Collected data:
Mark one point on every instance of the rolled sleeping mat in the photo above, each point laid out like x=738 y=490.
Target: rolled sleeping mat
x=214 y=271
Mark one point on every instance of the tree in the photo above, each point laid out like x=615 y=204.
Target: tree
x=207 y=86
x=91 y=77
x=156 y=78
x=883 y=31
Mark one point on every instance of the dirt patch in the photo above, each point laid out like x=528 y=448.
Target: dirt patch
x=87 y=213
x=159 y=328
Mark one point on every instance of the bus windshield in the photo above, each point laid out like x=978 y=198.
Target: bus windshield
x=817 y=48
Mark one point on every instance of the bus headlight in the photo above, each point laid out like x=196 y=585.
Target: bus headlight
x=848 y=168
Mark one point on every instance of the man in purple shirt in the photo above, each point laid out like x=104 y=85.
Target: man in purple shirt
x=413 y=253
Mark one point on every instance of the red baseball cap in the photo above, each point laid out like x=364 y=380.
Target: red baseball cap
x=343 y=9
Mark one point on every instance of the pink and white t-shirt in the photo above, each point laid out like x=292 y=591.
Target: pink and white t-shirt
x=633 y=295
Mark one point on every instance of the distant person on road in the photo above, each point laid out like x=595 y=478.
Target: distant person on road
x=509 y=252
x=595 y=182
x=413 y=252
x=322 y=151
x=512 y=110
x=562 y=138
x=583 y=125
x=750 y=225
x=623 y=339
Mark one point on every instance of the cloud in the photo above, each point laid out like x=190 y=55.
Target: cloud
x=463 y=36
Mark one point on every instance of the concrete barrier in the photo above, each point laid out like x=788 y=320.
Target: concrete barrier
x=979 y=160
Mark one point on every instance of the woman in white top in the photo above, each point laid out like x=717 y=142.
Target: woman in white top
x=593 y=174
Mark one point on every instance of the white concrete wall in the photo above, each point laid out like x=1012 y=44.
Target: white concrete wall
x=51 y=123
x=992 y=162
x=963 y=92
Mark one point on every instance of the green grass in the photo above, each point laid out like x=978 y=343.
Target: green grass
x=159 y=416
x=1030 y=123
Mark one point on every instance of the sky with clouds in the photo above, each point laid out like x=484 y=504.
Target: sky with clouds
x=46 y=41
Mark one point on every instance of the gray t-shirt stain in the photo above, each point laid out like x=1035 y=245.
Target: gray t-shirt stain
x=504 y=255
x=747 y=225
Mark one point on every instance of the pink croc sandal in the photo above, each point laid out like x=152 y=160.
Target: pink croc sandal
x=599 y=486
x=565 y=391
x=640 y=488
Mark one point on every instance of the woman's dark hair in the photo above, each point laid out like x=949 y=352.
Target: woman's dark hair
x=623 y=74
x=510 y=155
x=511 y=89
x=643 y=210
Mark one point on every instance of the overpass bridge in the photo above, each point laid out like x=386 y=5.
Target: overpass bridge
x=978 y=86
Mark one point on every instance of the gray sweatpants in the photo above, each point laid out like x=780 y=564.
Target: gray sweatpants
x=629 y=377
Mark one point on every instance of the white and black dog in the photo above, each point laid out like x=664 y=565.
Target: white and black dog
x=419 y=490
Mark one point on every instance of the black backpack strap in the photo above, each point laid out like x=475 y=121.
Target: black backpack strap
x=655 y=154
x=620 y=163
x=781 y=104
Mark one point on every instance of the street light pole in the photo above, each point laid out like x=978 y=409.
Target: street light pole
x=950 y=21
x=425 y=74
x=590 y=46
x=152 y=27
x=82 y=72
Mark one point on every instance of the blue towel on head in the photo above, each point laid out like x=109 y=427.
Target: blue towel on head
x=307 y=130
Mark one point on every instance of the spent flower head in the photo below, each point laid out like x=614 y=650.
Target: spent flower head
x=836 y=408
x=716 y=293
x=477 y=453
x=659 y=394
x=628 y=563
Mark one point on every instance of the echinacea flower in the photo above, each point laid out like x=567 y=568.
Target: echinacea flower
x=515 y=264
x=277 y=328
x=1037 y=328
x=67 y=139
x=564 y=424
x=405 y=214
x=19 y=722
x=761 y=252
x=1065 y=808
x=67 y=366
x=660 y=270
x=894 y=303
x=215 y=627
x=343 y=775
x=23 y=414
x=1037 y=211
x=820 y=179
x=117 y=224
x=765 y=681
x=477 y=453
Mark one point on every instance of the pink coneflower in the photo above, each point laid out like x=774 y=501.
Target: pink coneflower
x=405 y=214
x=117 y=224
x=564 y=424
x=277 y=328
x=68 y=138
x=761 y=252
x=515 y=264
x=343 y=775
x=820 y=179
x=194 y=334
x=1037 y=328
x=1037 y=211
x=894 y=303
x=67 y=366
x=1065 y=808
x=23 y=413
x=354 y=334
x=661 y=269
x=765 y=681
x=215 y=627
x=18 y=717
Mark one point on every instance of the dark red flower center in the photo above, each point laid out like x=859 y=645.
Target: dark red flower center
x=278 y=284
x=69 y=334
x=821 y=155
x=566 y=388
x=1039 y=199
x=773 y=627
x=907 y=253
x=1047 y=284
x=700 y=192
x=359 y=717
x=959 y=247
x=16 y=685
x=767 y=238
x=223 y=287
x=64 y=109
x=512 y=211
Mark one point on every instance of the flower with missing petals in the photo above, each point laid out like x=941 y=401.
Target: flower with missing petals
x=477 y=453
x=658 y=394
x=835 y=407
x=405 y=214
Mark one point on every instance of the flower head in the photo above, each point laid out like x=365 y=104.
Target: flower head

_TASK TO CARRY OUT:_ Return the entries above word for word.

_ANSWER TO THIS EXERCISE:_
Mark one point on every instance of the rolled sleeping mat in the photo above, each point laid out like x=738 y=490.
Target: rolled sleeping mat
x=214 y=271
Mark one point on every instance of the tree in the photo above, each point laid out like x=615 y=204.
Target: tree
x=207 y=86
x=91 y=77
x=156 y=78
x=883 y=31
Mark one point on every instance of the dirt patch in the photo above, each point laid out like x=528 y=448.
Target: dirt patch
x=87 y=213
x=159 y=328
Mark one point on every instance of the bus windshield in the photo above, each point laid out like x=978 y=198.
Target: bus windshield
x=817 y=48
Mark one point on every instance of the bus headlight in the photo above, each point laid out like x=196 y=585.
Target: bus headlight
x=848 y=168
Mark one point on every instance of the man in purple shirt in the photo above, each point laid out like x=104 y=85.
Target: man in purple shirt
x=413 y=253
Mark one point on every instance of the red baseball cap in the photo above, each point laid out like x=364 y=380.
Target: red baseball cap
x=343 y=9
Mark one point on every instance of the pink and white t-shirt in the photo above, each point laid out like x=292 y=591.
Target: pink and white t-shirt
x=633 y=295
Mark one point on every instance of the distant person on road in the photo above, each point laid out like x=595 y=478.
Target: distant person on road
x=509 y=252
x=595 y=182
x=413 y=252
x=322 y=151
x=512 y=110
x=562 y=138
x=583 y=125
x=750 y=225
x=623 y=339
Mark one point on every instance of the cloud in the photo above, each point laid out like x=190 y=55.
Target: cloud
x=463 y=36
Mark one point on every instance of the concrete barrier in the photo above, each point laid out like x=788 y=320.
Target: concrete barrier
x=979 y=160
Mark one point on every instance of the woman in white top in the photo above, each point laid out like x=717 y=142.
Target: woman in white top
x=593 y=174
Mark one point on every instance of the white concrete wall in the photo above, each point laid out like x=1012 y=44.
Target: white concrete wall
x=51 y=123
x=992 y=162
x=963 y=92
Mark one point on every instance of the green grass in the photo above, each point laid out like x=978 y=343.
Target: green grass
x=159 y=416
x=1030 y=123
Mark one point on every instance of the sky with clouds in the photo above, each point laid out like x=484 y=504.
Target: sky with clouds
x=46 y=41
Mark one point on every instance of the gray t-shirt stain in the photo above, each point laid out like x=1035 y=245.
Target: gray t-shirt stain
x=504 y=255
x=747 y=225
Mark one point on every instance of the pink croc sandal in the photo above, each point laid out like x=152 y=160.
Target: pink croc sandal
x=599 y=486
x=565 y=391
x=640 y=488
Mark one point on every instance of the woman's dark hair in the photo above, each point laid out like x=949 y=352.
Target: woman's dark hair
x=623 y=74
x=510 y=155
x=511 y=89
x=643 y=210
Mark one point on every instance of the overpass bridge in the photo above, each point laid out like x=386 y=5.
Target: overpass bridge
x=978 y=86
Mark one point on every instance of the gray sweatpants in the photo above, each point laid out like x=780 y=564.
Target: gray sweatpants
x=629 y=377
Mark one point on every instance of the white and black dog in the photo above, each point laid out like x=664 y=565.
Target: white and black dog
x=419 y=490
Mark one point on every instance of the black backpack strap in the photo above, each point laid out like x=475 y=121.
Target: black backpack strap
x=655 y=154
x=620 y=163
x=781 y=104
Mark one point on every instance of the street light pole in the photo above, each point laid out like x=978 y=409.
Target: street light pole
x=950 y=21
x=425 y=74
x=590 y=46
x=152 y=27
x=82 y=72
Mark one point on every instance of the blue towel on head in the photo above, each point laid out like x=109 y=427.
Target: blue towel on head
x=307 y=130
Mark one point on every instance of the spent flower head in the photo below, each point laid out like x=614 y=650.
Target: spent flower head
x=836 y=408
x=716 y=293
x=477 y=453
x=659 y=394
x=628 y=563
Mark one point on every instance of the echinacea flower in the photo above, each point laid out like x=567 y=568.
Target: echinacea flower
x=515 y=264
x=277 y=328
x=1037 y=328
x=67 y=139
x=564 y=424
x=405 y=214
x=19 y=722
x=761 y=252
x=1065 y=808
x=67 y=366
x=660 y=270
x=894 y=303
x=215 y=627
x=343 y=775
x=23 y=414
x=1037 y=211
x=820 y=179
x=117 y=224
x=765 y=681
x=477 y=453
Mark one point on every instance of the pink coneflower in the photo above, each point laid out like x=774 y=501.
Target: pink coneflower
x=405 y=214
x=117 y=224
x=564 y=424
x=277 y=328
x=68 y=138
x=761 y=252
x=515 y=264
x=343 y=775
x=820 y=179
x=194 y=334
x=1037 y=328
x=1037 y=211
x=894 y=303
x=67 y=366
x=1065 y=808
x=23 y=413
x=354 y=334
x=661 y=269
x=765 y=681
x=215 y=627
x=18 y=717
Mark one point on every instance of the dark red flower center in the photo above, each point laid out like x=859 y=645.
Target: dark red flower center
x=278 y=284
x=69 y=334
x=821 y=155
x=566 y=388
x=1039 y=199
x=773 y=627
x=907 y=253
x=1047 y=284
x=700 y=192
x=359 y=717
x=959 y=247
x=16 y=685
x=767 y=238
x=223 y=287
x=64 y=109
x=512 y=211
Mark one point on every instance of the flower with missing petals in the photo above, each point laid out like x=941 y=401.
Target: flower with missing petals
x=477 y=453
x=658 y=394
x=835 y=407
x=405 y=214
Mark one point on every instance of the flower head in the photo above, each point laid out like x=365 y=104.
Target: flower head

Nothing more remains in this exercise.